> _DESCRIPTION OF THE TASK_:
Extract the lines of the material below, unchanged, from the line with "the lizard's front" to the line with "top-left (179, 141), bottom-right (201, 167)", including both of those lines.

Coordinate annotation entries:
>> start

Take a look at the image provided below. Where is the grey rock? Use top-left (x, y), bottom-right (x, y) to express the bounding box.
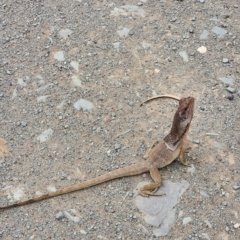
top-left (117, 28), bottom-right (131, 37)
top-left (200, 30), bottom-right (209, 39)
top-left (226, 87), bottom-right (236, 93)
top-left (169, 17), bottom-right (177, 22)
top-left (73, 98), bottom-right (93, 111)
top-left (37, 128), bottom-right (53, 143)
top-left (226, 94), bottom-right (234, 101)
top-left (200, 191), bottom-right (208, 197)
top-left (183, 217), bottom-right (192, 225)
top-left (63, 211), bottom-right (81, 223)
top-left (222, 58), bottom-right (229, 63)
top-left (114, 143), bottom-right (121, 150)
top-left (21, 121), bottom-right (27, 127)
top-left (212, 26), bottom-right (227, 38)
top-left (55, 211), bottom-right (65, 220)
top-left (153, 209), bottom-right (176, 237)
top-left (219, 76), bottom-right (235, 85)
top-left (179, 51), bottom-right (188, 62)
top-left (54, 51), bottom-right (65, 62)
top-left (113, 42), bottom-right (120, 52)
top-left (136, 180), bottom-right (189, 232)
top-left (58, 28), bottom-right (72, 40)
top-left (233, 185), bottom-right (240, 190)
top-left (209, 17), bottom-right (220, 22)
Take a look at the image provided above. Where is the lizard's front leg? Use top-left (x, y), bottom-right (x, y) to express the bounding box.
top-left (143, 141), bottom-right (159, 160)
top-left (179, 141), bottom-right (201, 167)
top-left (140, 168), bottom-right (165, 197)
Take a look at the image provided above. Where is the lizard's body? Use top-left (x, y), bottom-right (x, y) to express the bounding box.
top-left (0, 97), bottom-right (194, 209)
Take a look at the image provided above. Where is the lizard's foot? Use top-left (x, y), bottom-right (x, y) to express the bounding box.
top-left (182, 160), bottom-right (203, 167)
top-left (139, 191), bottom-right (166, 197)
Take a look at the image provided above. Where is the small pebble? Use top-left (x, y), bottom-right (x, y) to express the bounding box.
top-left (128, 102), bottom-right (134, 106)
top-left (55, 211), bottom-right (64, 220)
top-left (128, 192), bottom-right (133, 197)
top-left (234, 223), bottom-right (240, 228)
top-left (226, 94), bottom-right (234, 101)
top-left (222, 58), bottom-right (229, 63)
top-left (21, 121), bottom-right (27, 127)
top-left (183, 217), bottom-right (192, 225)
top-left (114, 143), bottom-right (121, 150)
top-left (226, 87), bottom-right (236, 93)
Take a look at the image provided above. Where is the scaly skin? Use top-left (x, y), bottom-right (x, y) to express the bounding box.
top-left (0, 97), bottom-right (194, 209)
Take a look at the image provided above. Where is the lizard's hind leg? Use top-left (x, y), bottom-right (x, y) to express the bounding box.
top-left (143, 141), bottom-right (159, 160)
top-left (139, 168), bottom-right (165, 197)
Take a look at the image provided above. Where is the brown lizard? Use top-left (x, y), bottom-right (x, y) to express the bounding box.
top-left (0, 97), bottom-right (194, 209)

>> end

> _TASK RESULT_:
Take a look at the image provided above. Where is the lizard's front leg? Use top-left (x, y), bottom-right (x, y) to express the bounding box.
top-left (143, 141), bottom-right (159, 160)
top-left (179, 141), bottom-right (201, 167)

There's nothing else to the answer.